> [RAW DATA]
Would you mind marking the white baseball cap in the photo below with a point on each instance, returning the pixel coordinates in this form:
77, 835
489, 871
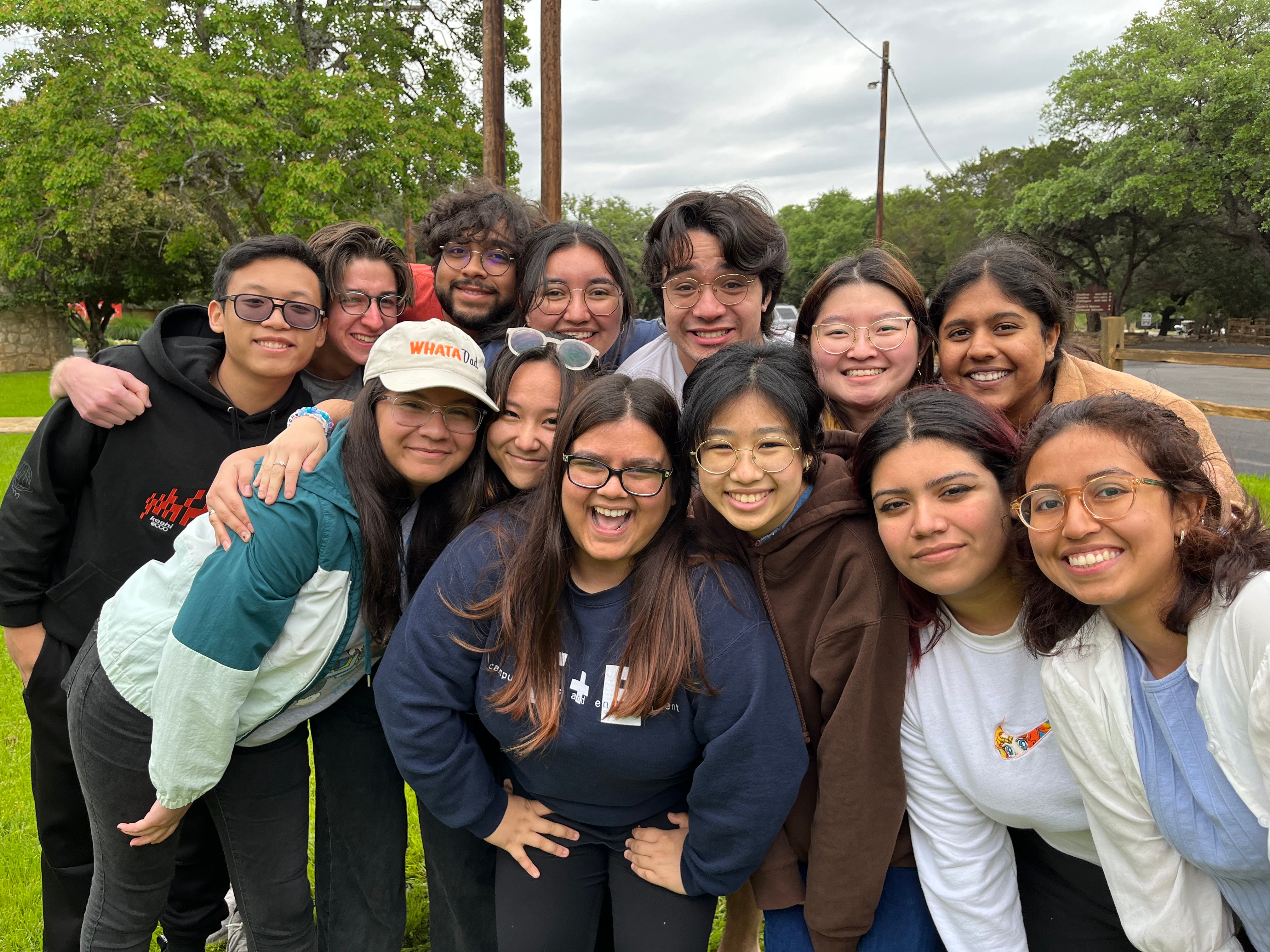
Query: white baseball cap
422, 354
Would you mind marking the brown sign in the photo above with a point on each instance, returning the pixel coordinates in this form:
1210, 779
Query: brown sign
1094, 301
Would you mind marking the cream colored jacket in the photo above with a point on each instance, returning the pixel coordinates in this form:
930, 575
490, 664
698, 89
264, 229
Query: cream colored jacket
1165, 903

> [HOW TO COMPLETE THIS TASK]
Reproduce each line of the material that mentions "above".

> [RESULT BELOW]
Would you mind marking the brown sign in the photo above with a point on each instance, returning the pixel coordinates in this form:
Would you mind marking the cream colored jacket in the photo above with a point on each instance, returning the pixel coordinates in this form:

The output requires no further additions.